TOROSLARDAN KAZ DAĞLARINA
Düşünen beyinler, hep deniz kıyısındaki gelişmiş yörelere gitmesinler. Oralarda gerçekleri göremiyoruz. Küçük yerleşim birimlerine gitsinler; yüksek dağ başlarına çıksınlar. Oranın insana bir şurup gibi sunulan serin ve tatlı esintisinin serinliğiyle rahatlayıp düşünsünler. Bu güzellikler neden kirletilir? Bu ülke neden yokluğun pençesinde? Neden varlık içinde yokluğu yaşıyoruz?
Ben öyle yaptım. Bir süredir Toroslar’ın o güzelim görünümü, çağlayan suları, geçit vermez tepeleri ve temiz havası ile iç içe oldum. İnsanlarıyla konuştum. Acılı türkülerini dinledim. Bu insanlar acılar çekmişler. Sanki yedikleri acılı yemekler onların yaşamlarına yansımış. Yaşam, acı ve tatlıdan ibaret. Ortası yok. Bir şeyler yüklediği eşeğine binerek her şeyden habersiz gibi ilerleyen insanlar dert yükü. Pek konuşmak istemiyorlar. Sessiz kalarak, sıkıntısını anlatmaya çalışıyorlarmış gibi geliyor insana… Yokluğu, yoksulluğu kader bellemişler. Dünyadan haberi olduğu, modern araçları kullandığı halde bu anlayışın değişmemiş olması içimi acı yiyeceklerden daha fazla yakıyor.
===============
__Yapılacaklar__:
1. Toroslar yazısında "Ben öyle yaptım." sözlerinden "daha fazla yakıyor." sözlerine kadar her şeyi, "eşeğine" yerine "katırına" koyarak yeniden yazın.
2. Toroslar yazısını kaldığı yerden devam ettirin.
Sonraki öğelerin Toroslar yazısıyla hiçbir ilgisi yoktur.

(Bir veri kümesinden alıntı)
===============
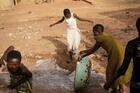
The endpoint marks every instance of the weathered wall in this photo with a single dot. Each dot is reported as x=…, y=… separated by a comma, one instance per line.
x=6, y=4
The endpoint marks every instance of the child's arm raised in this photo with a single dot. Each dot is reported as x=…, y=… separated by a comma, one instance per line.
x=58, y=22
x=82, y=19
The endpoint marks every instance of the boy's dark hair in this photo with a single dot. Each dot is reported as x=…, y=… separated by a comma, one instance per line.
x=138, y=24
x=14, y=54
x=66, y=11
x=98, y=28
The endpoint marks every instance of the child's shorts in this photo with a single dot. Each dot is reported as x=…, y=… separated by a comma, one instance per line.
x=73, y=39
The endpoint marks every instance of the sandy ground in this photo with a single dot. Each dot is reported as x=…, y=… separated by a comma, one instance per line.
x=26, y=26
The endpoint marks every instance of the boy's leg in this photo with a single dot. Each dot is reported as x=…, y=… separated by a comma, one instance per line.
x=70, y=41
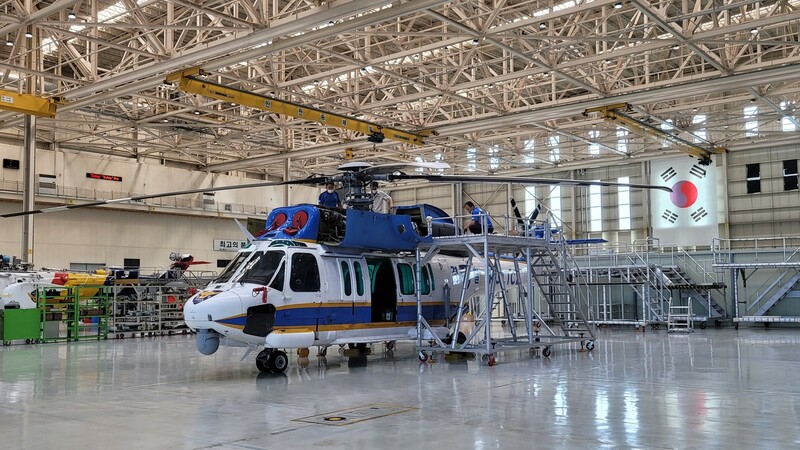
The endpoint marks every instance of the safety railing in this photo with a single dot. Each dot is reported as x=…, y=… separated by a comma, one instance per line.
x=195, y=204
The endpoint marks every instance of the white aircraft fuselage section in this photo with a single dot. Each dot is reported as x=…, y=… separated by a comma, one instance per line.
===============
__Yanıtlar__:
1.
Ben öyle yaptım. Bir süredir Toroslar’ın o güzelim görünümü, çağlayan suları, geçit vermez tepeleri ve temiz havası ile iç içe oldum. İnsanlarıyla konuştum. Acılı türkülerini dinledim. Bu insanlar acılar çekmişler. Sanki yedikleri acılı yemekler onların yaşamlarına yansımış. Yaşam, acı ve tatlıdan ibaret. Ortası yok. Bir şeyler yüklediği katırına binerek her şeyden habersiz gibi ilerleyen insanlar dert yükü. Pek konuşmak istemiyorlar. Sessiz kalarak, sıkıntısını anlatmaya çalışıyorlarmış gibi geliyor insana… Yokluğu, yoksulluğu kader bellemişler. Dünyadan haberi olduğu, modern araçları kullandığı halde bu anlayışın değişmemiş olması içimi acı yiyeceklerden daha fazla yakıyor.

2.
Size farklı bakıyorlar. Herkes herkesi tanıdığı için yabancı olduğunuzu hemen fark ediyorlar. Hep kaderine terk edilmiş. Hep oy alma zamanı, oy almak için gidilmiş ona. Bu nedenle tedirginler, kuşkulular. Önce öylesine yaklaşıyorlar. Merak ediyorlar. Okumuşlar fazla uğramamış yanlarına. Köyde okuyup meslek edinenler de büyük şehirlere yerleşmişler. Genellikle yaşlılar çoğunlukta bu yörelerde. Bunun sonucu olarak da gerçeklere yabancılar, okumuşlara olduğu gibi… Güzel gelenekler aşınmaya uğramış. Buralarda da maddiyat ön plana çıkmış. Yazık olmuş, yazık olmuş güzelliklere.
Her şeyi parasal, dinsel açından değerlendiriyorlar. Gerçekleri söyleyenlere değil de çıkarcıların din-iman nutuklarına, sağlanan ufak çıkarlara kolayca kanıyorlar. Dinsel gerçeklerden söz etmediğiniz, ülke sorunlarına dokunmadığınız, oy verdiği parti aleyhinde olmadığınız sürece sizi dinliyorlar.
İçlerinde şakayla karışık dünya olaylarını kestirmeden yorumlayanlar da var. Yani dünya olaylarını kendi gerçeklik penceresinden bilgece yansıtanlar…
Hemen belirtelim ki aydınlarımızla bu insanların anlaşması hayli zorlaşmış. Eskiden daha kolaydı. Zorluk ikiye katlanmış.“Bu da ne demek, günümüz iletişim araçlarını kullanmıyorlar mı?” diyeceksiniz. Doğrudur, hemen hemen herkesin cep telefonu var. Gelişimden habersiz değiller. Çetin dağ koşullarının değişmez taşıtı eşekle pahalı arabayı yan yana görebilirsiniz. Ama bilgiler kulaktan dolma, tek yönlü şartlandırmalardan oluşuyor. Onlara gerçekleri öğretebilmek için önce ekonomik çıkarlar sağlanıp insanca yaşayacakları ortam hazırlanmalı, sonra da yanlış şartlanmalardan kurtarılmalıdır.
Bu durum bir çalgıyı ya da on parmak yazı yazmayı yanlış öğrenene bunu öğretmede karşılaşılan güçlüğe benziyor.
Hiç bilmeyene öğretmek, yanlış öğrenene oranla iki misli daha kolay, yanlış öğrenene öğretmekse hiç bilmeyene göre iki misli daha zordur. Çünkü yanlış öğreneni önce bu yanlıştan kurtardıktan sonra doğrusu öğretilebilir. Burada da böyle bir benzerlik var. İnsanlar doğru diye yanlışı öğrenmişlerse bu yanlışlardan kurtarılması oldukça zordur.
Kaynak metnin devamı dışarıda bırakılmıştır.